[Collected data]

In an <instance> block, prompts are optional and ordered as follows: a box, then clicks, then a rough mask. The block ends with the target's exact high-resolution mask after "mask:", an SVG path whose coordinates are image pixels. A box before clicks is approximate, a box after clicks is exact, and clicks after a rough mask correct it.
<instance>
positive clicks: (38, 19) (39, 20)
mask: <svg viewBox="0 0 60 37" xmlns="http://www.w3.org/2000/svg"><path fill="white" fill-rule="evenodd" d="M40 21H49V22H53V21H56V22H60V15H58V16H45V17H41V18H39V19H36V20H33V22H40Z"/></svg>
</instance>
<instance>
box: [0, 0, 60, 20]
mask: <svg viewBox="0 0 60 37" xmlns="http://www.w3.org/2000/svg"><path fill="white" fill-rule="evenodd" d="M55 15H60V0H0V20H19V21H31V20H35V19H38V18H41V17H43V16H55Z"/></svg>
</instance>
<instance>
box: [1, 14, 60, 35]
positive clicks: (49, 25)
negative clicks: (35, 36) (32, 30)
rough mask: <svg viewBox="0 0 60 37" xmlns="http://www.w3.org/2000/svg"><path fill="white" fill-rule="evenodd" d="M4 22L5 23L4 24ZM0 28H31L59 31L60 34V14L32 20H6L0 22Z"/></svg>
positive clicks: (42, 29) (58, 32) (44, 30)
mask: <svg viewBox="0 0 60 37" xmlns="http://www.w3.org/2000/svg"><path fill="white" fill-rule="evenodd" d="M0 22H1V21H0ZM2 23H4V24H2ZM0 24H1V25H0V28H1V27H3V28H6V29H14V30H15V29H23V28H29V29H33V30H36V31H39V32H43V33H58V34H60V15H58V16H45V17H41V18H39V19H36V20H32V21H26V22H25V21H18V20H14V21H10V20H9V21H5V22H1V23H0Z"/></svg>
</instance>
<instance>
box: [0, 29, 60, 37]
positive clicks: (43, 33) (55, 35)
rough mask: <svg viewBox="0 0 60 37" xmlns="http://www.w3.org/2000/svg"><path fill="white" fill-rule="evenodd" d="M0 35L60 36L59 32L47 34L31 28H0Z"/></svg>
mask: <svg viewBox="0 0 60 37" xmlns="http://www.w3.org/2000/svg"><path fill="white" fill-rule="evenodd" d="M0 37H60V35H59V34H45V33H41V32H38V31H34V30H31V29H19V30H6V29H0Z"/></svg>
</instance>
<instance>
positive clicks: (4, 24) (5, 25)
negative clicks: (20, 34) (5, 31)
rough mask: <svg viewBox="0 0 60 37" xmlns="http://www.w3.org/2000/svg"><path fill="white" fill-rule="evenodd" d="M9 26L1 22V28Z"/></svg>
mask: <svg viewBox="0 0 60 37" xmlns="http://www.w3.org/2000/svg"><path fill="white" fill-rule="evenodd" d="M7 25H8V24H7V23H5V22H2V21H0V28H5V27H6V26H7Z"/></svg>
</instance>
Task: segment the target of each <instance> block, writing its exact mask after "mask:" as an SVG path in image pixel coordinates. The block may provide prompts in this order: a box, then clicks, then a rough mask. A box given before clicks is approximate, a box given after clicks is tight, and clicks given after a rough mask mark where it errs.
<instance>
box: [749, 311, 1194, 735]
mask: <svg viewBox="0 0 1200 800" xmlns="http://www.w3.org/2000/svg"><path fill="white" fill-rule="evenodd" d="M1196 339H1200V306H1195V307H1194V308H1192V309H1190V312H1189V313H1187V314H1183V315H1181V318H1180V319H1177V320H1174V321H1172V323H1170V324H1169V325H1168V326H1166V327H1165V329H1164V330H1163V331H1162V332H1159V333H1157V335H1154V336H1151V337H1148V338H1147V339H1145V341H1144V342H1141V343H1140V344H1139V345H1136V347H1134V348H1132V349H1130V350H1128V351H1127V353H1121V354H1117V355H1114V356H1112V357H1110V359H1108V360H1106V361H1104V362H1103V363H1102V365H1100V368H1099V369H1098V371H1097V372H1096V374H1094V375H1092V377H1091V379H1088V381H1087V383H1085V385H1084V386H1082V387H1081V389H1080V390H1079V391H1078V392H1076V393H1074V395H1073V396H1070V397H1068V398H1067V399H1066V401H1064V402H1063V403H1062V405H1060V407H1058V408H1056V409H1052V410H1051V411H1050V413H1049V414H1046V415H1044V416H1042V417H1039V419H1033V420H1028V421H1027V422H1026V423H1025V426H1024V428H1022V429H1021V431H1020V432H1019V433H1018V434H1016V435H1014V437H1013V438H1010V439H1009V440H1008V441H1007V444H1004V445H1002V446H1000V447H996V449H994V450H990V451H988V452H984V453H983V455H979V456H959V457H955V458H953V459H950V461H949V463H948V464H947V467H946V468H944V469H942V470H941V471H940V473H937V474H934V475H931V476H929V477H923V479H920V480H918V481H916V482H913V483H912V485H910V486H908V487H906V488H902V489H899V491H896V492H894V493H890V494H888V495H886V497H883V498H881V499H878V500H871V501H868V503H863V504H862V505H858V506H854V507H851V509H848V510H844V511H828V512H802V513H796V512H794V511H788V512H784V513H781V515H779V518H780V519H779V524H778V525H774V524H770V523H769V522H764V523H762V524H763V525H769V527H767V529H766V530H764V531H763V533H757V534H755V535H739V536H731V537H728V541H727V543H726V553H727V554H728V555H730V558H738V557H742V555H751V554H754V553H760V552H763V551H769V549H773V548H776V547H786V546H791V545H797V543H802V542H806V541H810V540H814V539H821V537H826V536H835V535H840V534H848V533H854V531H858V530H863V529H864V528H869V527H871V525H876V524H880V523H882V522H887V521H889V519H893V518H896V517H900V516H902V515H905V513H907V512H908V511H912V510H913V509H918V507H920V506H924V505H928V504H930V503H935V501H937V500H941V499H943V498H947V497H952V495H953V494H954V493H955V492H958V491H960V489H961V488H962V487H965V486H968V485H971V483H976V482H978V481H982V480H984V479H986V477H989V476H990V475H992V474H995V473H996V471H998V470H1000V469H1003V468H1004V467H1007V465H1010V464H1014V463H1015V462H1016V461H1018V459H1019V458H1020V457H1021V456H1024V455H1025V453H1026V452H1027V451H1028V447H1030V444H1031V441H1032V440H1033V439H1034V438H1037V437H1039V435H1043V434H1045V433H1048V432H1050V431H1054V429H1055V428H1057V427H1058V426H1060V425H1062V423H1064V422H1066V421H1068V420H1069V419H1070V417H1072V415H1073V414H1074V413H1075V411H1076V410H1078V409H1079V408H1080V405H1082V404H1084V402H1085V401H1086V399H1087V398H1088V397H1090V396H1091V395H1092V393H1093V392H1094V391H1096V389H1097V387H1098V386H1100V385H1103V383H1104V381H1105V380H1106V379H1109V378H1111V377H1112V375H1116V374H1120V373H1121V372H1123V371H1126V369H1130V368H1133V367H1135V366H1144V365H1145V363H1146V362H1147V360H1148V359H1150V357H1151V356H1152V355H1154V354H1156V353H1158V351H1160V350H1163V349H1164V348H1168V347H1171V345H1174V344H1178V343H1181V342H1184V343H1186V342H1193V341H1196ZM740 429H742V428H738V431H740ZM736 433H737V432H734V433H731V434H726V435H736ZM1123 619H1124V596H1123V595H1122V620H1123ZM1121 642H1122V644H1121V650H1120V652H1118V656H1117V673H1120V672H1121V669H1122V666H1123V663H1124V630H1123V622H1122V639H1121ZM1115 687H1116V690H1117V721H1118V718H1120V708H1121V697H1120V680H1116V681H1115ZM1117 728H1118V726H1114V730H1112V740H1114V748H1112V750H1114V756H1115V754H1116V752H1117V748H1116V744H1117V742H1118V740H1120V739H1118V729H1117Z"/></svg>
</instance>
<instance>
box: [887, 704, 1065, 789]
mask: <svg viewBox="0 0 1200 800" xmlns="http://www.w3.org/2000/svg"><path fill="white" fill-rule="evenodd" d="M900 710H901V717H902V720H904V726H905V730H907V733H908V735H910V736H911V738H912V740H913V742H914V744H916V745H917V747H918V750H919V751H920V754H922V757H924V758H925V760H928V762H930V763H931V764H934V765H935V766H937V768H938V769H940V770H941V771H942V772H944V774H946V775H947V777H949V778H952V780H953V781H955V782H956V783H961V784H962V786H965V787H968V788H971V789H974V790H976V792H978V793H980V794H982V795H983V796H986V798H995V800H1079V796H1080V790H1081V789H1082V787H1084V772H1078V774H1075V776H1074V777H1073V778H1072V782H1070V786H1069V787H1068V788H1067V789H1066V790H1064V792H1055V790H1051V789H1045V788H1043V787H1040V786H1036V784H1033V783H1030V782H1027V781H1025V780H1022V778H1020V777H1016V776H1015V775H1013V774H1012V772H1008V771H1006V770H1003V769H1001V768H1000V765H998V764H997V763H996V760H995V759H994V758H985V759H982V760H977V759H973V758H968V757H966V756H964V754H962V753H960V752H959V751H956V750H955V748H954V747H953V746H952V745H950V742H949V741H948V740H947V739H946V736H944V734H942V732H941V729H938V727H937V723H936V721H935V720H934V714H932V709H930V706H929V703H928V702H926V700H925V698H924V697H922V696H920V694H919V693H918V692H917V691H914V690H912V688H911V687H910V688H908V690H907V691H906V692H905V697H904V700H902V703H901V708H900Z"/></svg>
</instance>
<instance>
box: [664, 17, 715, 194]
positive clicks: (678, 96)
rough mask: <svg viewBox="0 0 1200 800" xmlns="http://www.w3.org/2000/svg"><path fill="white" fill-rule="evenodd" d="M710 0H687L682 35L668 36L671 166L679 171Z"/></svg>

_WHAT YOU HAVE TO DO_
Set down each line from the line containing "box: [664, 17, 715, 194]" through the final line of the data, exactly and with nothing added.

_FINAL ANSWER_
box: [664, 17, 715, 194]
positive clicks: (678, 96)
rough mask: <svg viewBox="0 0 1200 800" xmlns="http://www.w3.org/2000/svg"><path fill="white" fill-rule="evenodd" d="M710 0H687L682 35L668 36L671 166L679 171Z"/></svg>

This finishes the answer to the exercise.